--- ASSIGNED TASK ---
Return every entry in full, with no alterations.

--- Natural-language object grounding data ---
*** Block opens ***

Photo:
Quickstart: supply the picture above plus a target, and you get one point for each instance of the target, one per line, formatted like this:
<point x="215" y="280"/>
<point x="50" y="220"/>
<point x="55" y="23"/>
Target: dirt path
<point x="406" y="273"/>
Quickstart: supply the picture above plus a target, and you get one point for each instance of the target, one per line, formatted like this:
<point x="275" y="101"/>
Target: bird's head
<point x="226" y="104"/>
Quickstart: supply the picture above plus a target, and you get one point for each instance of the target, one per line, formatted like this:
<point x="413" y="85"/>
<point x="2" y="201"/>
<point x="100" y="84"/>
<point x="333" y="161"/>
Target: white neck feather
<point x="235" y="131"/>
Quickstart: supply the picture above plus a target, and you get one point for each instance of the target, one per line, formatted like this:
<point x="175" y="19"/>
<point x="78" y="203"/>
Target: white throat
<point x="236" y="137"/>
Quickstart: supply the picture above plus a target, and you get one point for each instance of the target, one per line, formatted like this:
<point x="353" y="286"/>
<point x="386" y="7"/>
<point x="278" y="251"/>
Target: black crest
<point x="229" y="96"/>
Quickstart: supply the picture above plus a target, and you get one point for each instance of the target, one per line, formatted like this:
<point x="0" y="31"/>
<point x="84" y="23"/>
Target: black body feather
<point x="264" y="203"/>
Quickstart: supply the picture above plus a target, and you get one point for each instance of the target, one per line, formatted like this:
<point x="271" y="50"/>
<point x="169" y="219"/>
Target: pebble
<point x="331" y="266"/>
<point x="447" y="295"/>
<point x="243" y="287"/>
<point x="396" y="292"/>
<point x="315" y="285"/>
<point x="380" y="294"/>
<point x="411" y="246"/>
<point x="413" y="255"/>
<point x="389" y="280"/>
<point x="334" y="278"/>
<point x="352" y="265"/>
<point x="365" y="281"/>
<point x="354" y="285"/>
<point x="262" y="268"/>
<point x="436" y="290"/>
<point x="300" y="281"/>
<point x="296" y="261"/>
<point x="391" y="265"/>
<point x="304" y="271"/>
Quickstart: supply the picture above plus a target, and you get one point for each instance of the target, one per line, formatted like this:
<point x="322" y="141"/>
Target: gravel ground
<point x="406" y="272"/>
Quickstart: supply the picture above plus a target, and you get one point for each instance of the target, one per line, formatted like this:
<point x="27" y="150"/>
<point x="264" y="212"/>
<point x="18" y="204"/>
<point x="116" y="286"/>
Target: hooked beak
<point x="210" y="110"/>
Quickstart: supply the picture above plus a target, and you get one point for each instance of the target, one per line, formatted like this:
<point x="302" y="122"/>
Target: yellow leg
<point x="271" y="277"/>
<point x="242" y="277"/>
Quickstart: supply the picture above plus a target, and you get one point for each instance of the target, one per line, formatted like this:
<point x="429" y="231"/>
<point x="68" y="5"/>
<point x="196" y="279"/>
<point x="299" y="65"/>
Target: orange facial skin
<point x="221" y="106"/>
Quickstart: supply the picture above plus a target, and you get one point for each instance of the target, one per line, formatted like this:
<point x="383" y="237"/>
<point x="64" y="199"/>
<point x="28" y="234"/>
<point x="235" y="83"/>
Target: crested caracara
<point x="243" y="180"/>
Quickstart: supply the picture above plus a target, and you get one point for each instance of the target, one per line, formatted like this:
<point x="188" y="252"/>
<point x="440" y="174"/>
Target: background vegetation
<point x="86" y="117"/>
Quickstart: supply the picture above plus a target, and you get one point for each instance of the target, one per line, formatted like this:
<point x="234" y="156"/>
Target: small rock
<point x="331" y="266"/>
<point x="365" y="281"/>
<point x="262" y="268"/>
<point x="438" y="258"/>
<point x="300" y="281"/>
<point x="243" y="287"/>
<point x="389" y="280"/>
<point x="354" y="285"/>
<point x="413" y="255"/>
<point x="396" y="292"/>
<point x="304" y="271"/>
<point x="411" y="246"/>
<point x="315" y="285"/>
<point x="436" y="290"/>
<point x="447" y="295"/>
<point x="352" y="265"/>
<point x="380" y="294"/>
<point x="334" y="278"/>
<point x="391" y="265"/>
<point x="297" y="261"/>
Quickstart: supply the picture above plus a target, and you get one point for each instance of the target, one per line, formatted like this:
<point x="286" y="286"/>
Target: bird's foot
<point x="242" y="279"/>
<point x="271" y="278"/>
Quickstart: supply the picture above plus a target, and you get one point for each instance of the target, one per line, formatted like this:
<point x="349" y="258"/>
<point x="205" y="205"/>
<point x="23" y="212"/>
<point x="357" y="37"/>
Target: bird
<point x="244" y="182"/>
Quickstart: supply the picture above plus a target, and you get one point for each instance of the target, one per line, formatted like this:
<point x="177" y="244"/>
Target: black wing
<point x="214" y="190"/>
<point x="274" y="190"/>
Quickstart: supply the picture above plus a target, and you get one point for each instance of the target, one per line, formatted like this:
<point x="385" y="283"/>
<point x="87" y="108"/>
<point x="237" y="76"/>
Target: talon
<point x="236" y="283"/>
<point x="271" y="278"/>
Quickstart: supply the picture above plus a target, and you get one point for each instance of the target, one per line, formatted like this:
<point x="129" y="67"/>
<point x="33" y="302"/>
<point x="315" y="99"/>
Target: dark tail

*** Block closes ***

--- EXERCISE RESPONSE ---
Photo:
Quickstart: supply the picture above plus a target, and you get one point for each instance of the target, one per line, formatted like this:
<point x="215" y="280"/>
<point x="50" y="220"/>
<point x="55" y="23"/>
Target: dirt path
<point x="406" y="273"/>
Quickstart: supply the picture above plus a target, and you get one point for each instance of the target, one per line, formatted like this:
<point x="275" y="101"/>
Target: bird's head
<point x="226" y="104"/>
Quickstart: supply the picture above plus a target, and you get one point for each instance of the target, one per line, formatted like this:
<point x="413" y="85"/>
<point x="2" y="201"/>
<point x="100" y="84"/>
<point x="333" y="161"/>
Target: white neck feather
<point x="235" y="131"/>
Quickstart: supply the picture above plus a target, and you get one point for each instance of the target, one per line, formatted like this:
<point x="175" y="19"/>
<point x="78" y="203"/>
Target: white throat
<point x="236" y="137"/>
Quickstart: supply the picture above plus a target, and you get one point for each instance of the target, one per line, formatted like this:
<point x="353" y="286"/>
<point x="386" y="7"/>
<point x="278" y="251"/>
Target: black crest
<point x="229" y="96"/>
Quickstart: supply the picture above plus a target, and you get one point for each instance of the target, one per line, formatted like this:
<point x="0" y="31"/>
<point x="84" y="23"/>
Target: black body feather
<point x="264" y="203"/>
Quickstart: supply the picture above plus a target, and you get one point for each instance of the target, one per line, formatted like this:
<point x="271" y="50"/>
<point x="169" y="219"/>
Target: pebble
<point x="331" y="266"/>
<point x="447" y="295"/>
<point x="243" y="287"/>
<point x="396" y="292"/>
<point x="315" y="285"/>
<point x="380" y="294"/>
<point x="411" y="246"/>
<point x="413" y="255"/>
<point x="389" y="280"/>
<point x="334" y="278"/>
<point x="352" y="265"/>
<point x="365" y="281"/>
<point x="354" y="285"/>
<point x="262" y="268"/>
<point x="436" y="290"/>
<point x="300" y="281"/>
<point x="296" y="261"/>
<point x="391" y="265"/>
<point x="304" y="271"/>
Quickstart: supply the picture above plus a target, and you get one point for each instance of the target, one per line, formatted like this:
<point x="322" y="141"/>
Target: gravel ground
<point x="406" y="272"/>
Quickstart: supply the picture above plus a target, and you get one point for each instance of the target, one per line, formatted like this:
<point x="27" y="150"/>
<point x="264" y="212"/>
<point x="18" y="204"/>
<point x="116" y="286"/>
Target: hooked beak
<point x="210" y="110"/>
Quickstart: supply the picture above plus a target, and you get one point for each instance of the target, one per line, formatted like this:
<point x="302" y="122"/>
Target: yellow leg
<point x="271" y="277"/>
<point x="242" y="277"/>
Quickstart: supply the picture above plus a target, and you get one point for each instance of the target, one per line, formatted like this:
<point x="429" y="231"/>
<point x="68" y="5"/>
<point x="196" y="279"/>
<point x="299" y="65"/>
Target: orange facial skin
<point x="221" y="106"/>
Quickstart: supply the picture above plus a target, and you get one point for each instance of the target, one per line, formatted like this:
<point x="383" y="237"/>
<point x="64" y="199"/>
<point x="28" y="234"/>
<point x="235" y="83"/>
Target: crested caracara
<point x="243" y="180"/>
Quickstart: supply the picture above plus a target, and you get one point for each instance of the target, one per line, formatted like this:
<point x="188" y="252"/>
<point x="440" y="174"/>
Target: background vegetation
<point x="86" y="117"/>
Quickstart: supply the picture above plus a target, and you get one point for each instance of the target, one per line, formatted like this:
<point x="234" y="156"/>
Target: small rock
<point x="331" y="266"/>
<point x="365" y="281"/>
<point x="262" y="268"/>
<point x="438" y="258"/>
<point x="300" y="281"/>
<point x="243" y="287"/>
<point x="389" y="280"/>
<point x="354" y="285"/>
<point x="413" y="255"/>
<point x="396" y="292"/>
<point x="304" y="271"/>
<point x="411" y="246"/>
<point x="315" y="285"/>
<point x="436" y="290"/>
<point x="447" y="295"/>
<point x="352" y="265"/>
<point x="380" y="294"/>
<point x="334" y="278"/>
<point x="391" y="265"/>
<point x="297" y="261"/>
Quickstart: supply the picture above plus a target, and you get one point for each instance of the target, one per line, formatted like this:
<point x="286" y="286"/>
Target: bird's foot
<point x="242" y="279"/>
<point x="271" y="278"/>
Quickstart: supply the picture above plus a target, and you get one point for each instance of the target, one per line, formatted like this:
<point x="349" y="258"/>
<point x="205" y="205"/>
<point x="23" y="212"/>
<point x="357" y="37"/>
Target: bird
<point x="244" y="182"/>
Quickstart: supply the picture above plus a target, and you get one point for each instance of the target, one per line, formatted like this:
<point x="177" y="244"/>
Target: black wing
<point x="214" y="190"/>
<point x="274" y="190"/>
Quickstart: supply the picture above plus a target, and you get one point for each instance of the target, one per line, formatted like this:
<point x="385" y="283"/>
<point x="87" y="108"/>
<point x="237" y="76"/>
Target: talon
<point x="236" y="283"/>
<point x="271" y="278"/>
Quickstart: supply the picture above plus a target, and you get one point for each instance of the target, one per line, formatted like this:
<point x="129" y="67"/>
<point x="33" y="302"/>
<point x="315" y="99"/>
Target: dark tail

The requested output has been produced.